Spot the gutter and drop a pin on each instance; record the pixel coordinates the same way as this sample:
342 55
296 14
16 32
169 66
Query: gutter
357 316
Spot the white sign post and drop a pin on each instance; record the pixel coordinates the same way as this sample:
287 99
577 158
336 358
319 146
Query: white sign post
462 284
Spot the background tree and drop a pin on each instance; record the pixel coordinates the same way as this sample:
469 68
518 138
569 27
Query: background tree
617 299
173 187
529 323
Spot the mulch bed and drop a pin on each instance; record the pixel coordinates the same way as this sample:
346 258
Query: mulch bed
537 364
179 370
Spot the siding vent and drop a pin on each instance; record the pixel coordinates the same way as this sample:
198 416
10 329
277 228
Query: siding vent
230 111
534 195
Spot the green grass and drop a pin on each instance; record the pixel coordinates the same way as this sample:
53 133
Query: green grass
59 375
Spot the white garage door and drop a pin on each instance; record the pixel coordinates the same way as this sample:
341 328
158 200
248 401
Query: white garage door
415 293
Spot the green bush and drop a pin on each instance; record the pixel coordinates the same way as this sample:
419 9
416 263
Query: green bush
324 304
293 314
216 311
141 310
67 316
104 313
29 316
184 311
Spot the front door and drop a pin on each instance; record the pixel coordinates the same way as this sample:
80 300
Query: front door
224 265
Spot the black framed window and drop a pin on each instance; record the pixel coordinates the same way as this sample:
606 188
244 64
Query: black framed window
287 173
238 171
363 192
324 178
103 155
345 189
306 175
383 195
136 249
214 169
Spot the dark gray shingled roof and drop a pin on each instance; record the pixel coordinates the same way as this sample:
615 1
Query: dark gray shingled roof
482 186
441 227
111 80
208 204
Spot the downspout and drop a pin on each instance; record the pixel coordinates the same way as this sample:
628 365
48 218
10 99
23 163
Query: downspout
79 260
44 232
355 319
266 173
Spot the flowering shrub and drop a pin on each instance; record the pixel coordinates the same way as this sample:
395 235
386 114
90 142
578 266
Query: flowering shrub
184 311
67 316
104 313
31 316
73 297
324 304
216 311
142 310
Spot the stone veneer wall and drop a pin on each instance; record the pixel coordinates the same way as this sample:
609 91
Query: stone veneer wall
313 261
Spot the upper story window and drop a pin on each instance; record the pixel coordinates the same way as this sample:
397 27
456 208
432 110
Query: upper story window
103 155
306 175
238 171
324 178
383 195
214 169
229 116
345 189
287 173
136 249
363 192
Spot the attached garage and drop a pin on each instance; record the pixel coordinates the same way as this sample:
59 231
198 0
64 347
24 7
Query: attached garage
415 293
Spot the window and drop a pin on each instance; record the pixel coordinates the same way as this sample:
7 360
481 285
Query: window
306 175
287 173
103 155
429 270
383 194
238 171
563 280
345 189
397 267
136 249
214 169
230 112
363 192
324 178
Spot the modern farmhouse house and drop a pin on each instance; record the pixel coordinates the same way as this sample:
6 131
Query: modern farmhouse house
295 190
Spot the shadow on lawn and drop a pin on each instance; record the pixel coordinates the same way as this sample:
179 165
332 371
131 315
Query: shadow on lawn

*-*-*

# [Problem description]
Restate all of the material above exactly as written.

# [Written answer]
Spot the gutter and drop a pin on each instance; record the pixel coordinates the same way as this sample:
342 55
296 14
16 32
169 66
Query: gutter
357 316
Spot the white sign post and drop a pin on each instance; record the pixel coordinates the same way as this sample:
287 99
577 158
336 358
319 146
Query: white sign post
462 284
Spot the background tree and drop a pin on each instance; record the pixel coordinates the same way as this sample:
469 68
518 138
569 27
Query: background tree
617 299
173 187
529 323
Spot the mulch bed and drop a pin on each instance; record the pixel coordinates the same way as this sample:
346 258
Query: mulch bed
537 364
179 370
Spot the siding vent and drop a pin on each instance; record the pixel coordinates the same way as this sample:
198 416
10 329
277 228
Query: siding vent
230 111
534 195
Spot the green grass and drop a pin on each instance; record the pixel coordinates the same way as this sample:
53 133
Query: green grass
59 375
Spot the white garage door and drop a pin on each instance; record the pixel coordinates the same way as this sample:
341 328
158 200
248 401
Query: white garage door
415 293
Spot the green bush and drop a pin on each instance; record the pixel coordinates the same way as this sample:
419 9
416 263
Query: green bush
324 304
293 314
216 311
141 310
67 316
104 313
29 316
184 311
Spot the front door and drop a pin on each instance; record the pixel coordinates the same way as this sample:
80 300
Query: front door
224 265
Spot the black framed window and drop a pin on each instance; record the pixel coordinates the same way as this sample:
606 188
244 64
Query: black framed window
287 173
238 171
363 192
324 178
103 155
345 189
306 175
383 195
136 249
214 169
Spot the dark gray shingled roof and drop a pin on each instance; record the pixel coordinates the same way as this sample:
615 1
Query: dark gray shingled roof
482 186
441 227
111 80
208 204
Spot the downspout and drop a pin on each instance; record the pixel coordinates the same way as this sample:
628 365
48 218
10 99
23 163
Query: downspout
79 260
44 232
355 319
266 173
Spot the flowering shrub and drop a pin on each instance; record the pixel coordinates the same way as this sample:
395 235
386 114
90 142
578 266
Query: flowering shrub
184 311
67 316
104 313
31 316
73 297
324 304
216 311
142 310
Spot the stone veneer wall and drop a pin on each instance; record the pixel coordinates the same way as this sample:
609 91
Query: stone veneer wall
313 261
Spot the upper story window and drop a pin on each instance; record the pixel coordinates the same way as this sample:
397 27
456 208
432 110
Query: upper story window
103 155
306 175
238 171
324 178
383 195
214 169
229 116
345 189
287 173
136 249
363 192
Spot the attached garage and drop a pin on each instance; record the pixel coordinates the same way as this sample:
59 231
198 0
64 347
24 7
Query: attached garage
415 293
Spot the window and drop a pin on each instance; record the pixel coordinates the same way as this sample:
7 360
481 285
Query: window
306 175
287 173
103 155
429 270
383 194
238 171
563 280
345 189
397 267
136 249
214 169
230 112
363 192
324 178
Spot the modern farmhouse house and drop a pin on each instance; record the pixel coordinates the same way as this sample:
6 131
Query: modern farmhouse house
295 190
Spot the shadow on lawn and drop a pin on each instance; record the pixel coordinates the same way as this sample:
179 165
332 371
131 315
Query: shadow on lawn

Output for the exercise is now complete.